**Short problem**
Please copy out all of the rows below, substituting "one point" for each occurrence of "single point" and leaving every other word unchanged.

**Dataset**
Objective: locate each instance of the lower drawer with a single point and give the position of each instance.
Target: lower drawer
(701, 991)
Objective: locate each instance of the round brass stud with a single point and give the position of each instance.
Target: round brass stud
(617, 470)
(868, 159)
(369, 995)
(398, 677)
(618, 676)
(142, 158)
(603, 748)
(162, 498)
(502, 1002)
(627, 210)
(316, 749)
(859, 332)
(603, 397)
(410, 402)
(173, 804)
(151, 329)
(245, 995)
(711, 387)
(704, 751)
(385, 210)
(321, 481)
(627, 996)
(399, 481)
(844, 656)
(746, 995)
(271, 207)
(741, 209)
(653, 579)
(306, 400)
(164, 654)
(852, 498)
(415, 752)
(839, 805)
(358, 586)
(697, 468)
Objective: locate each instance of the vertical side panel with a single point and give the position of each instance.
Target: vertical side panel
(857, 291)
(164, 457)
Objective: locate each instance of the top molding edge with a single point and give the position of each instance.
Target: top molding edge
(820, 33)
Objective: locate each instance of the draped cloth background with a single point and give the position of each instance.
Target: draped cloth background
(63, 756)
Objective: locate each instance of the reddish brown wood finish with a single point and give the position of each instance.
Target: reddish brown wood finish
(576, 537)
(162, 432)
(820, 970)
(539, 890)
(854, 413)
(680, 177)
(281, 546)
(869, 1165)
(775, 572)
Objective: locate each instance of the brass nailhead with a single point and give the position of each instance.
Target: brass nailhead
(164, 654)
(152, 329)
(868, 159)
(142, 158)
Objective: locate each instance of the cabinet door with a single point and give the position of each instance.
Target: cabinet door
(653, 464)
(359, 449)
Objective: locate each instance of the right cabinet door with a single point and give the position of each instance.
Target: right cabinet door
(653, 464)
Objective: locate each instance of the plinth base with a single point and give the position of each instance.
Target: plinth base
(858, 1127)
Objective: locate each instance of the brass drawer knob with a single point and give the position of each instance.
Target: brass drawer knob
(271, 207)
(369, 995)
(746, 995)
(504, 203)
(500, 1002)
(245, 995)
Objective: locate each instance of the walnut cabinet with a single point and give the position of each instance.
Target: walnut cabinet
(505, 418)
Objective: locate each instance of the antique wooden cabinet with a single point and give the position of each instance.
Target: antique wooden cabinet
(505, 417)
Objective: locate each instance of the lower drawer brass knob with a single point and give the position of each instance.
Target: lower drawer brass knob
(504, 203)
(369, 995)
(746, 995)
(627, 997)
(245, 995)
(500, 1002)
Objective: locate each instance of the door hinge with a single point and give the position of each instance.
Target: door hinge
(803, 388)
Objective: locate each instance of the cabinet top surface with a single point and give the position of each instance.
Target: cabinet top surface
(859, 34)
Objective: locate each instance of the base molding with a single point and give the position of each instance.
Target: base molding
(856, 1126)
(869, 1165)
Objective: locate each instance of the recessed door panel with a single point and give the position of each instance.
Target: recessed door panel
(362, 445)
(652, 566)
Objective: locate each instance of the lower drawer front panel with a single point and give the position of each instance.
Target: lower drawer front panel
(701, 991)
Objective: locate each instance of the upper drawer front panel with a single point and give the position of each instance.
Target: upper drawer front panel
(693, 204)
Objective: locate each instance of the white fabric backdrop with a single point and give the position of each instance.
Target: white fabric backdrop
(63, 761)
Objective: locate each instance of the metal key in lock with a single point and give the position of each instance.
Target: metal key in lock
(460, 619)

**Result**
Objective: locate each instance of the lower drawer with a one point and give the position of each instance.
Target: lower drawer
(701, 991)
Objective: locate each instance of the round brass stud with a one point and give the position of each instance.
Target: round brass stud
(617, 470)
(868, 159)
(369, 995)
(398, 677)
(618, 676)
(142, 158)
(603, 748)
(162, 498)
(502, 1002)
(627, 210)
(316, 749)
(859, 332)
(603, 397)
(410, 402)
(173, 804)
(151, 329)
(245, 995)
(711, 387)
(704, 751)
(385, 210)
(321, 481)
(627, 996)
(399, 481)
(844, 656)
(746, 995)
(271, 207)
(741, 209)
(653, 579)
(306, 400)
(164, 654)
(852, 498)
(415, 752)
(839, 805)
(358, 586)
(697, 468)
Objective: locate each instance of the vertical side panel with a one point and give the position of each instance.
Target: vertical side panel
(857, 291)
(164, 457)
Objective: locate each instance of the top molding edge with a one point and give the position of each instance.
Target: top molding edge
(820, 33)
Objective: locate each instance of the draped cloth background with a one point and give the position of each instance.
Target: draped cloth background
(63, 756)
Objective: locate each instance of the reddish brown wood finish with a one point and give the position of each instance.
Target: reddish brown wood finish
(576, 537)
(162, 432)
(820, 970)
(539, 890)
(854, 413)
(680, 177)
(281, 546)
(869, 1165)
(775, 572)
Objective: locate each instance of the brass nailhead with a one point and give the position of each instance.
Target: brass nailhead
(164, 654)
(152, 329)
(868, 159)
(142, 158)
Objective: locate each instance of the cabinet door with a one point and give the position of each instance.
Target: cabinet door
(653, 464)
(359, 449)
Objective: locate each instance of the right cabinet door with a one point and give the position of each instance.
Target: right cabinet door
(653, 464)
Objective: locate each instance of the plinth base with a one point and give the position of each instance.
Target: plinth base
(858, 1127)
Objective: locate each instance of the brass drawer knob with a one point and give the position of each instance.
Target: brass drawer knob
(271, 207)
(369, 995)
(746, 995)
(504, 203)
(500, 1002)
(245, 995)
Objective: locate each instance of the walnut cabinet with a one point and give the position of each instance.
Target: walnut cabinet
(505, 418)
Objective: locate each instance of the antique wooden cabinet with a one point and give the position of each instance.
Target: antique wooden cabinet
(505, 417)
Objective: locate each instance of the lower drawer brass knob with a one point and give the position of each instance.
Target: lower drawer brass knob
(504, 203)
(369, 995)
(746, 995)
(627, 997)
(245, 995)
(500, 1002)
Objective: locate each instance of the door hinge with a one point and give the position of each instance.
Target: door hinge
(803, 388)
Objective: locate each instance of the cabinet top surface with a one point and give the position of each instance.
Target: cabinet top surface
(859, 34)
Objective: locate each instance of the base molding with a one point and give the position of each instance.
Target: base molding
(856, 1126)
(869, 1165)
Objective: locate each instance of the recessed door panel with a one point and give the position of each instance.
Target: recessed door panel
(362, 445)
(652, 566)
Objective: locate each instance of the lower drawer front panel with a one point and give the position of each instance.
Target: lower drawer front panel
(701, 991)
Objective: locate each instance of the upper drawer front panel with a one point and give the position of each instance.
Target: upper drawer front panel
(693, 204)
Objective: locate each instance of the white fabric backdrop with a one point and give the position of each instance.
Target: white fabric backdrop
(63, 761)
Objective: locate each instance of the metal key in lock with a one point and give the position of each instance.
Target: metal key in lock
(460, 619)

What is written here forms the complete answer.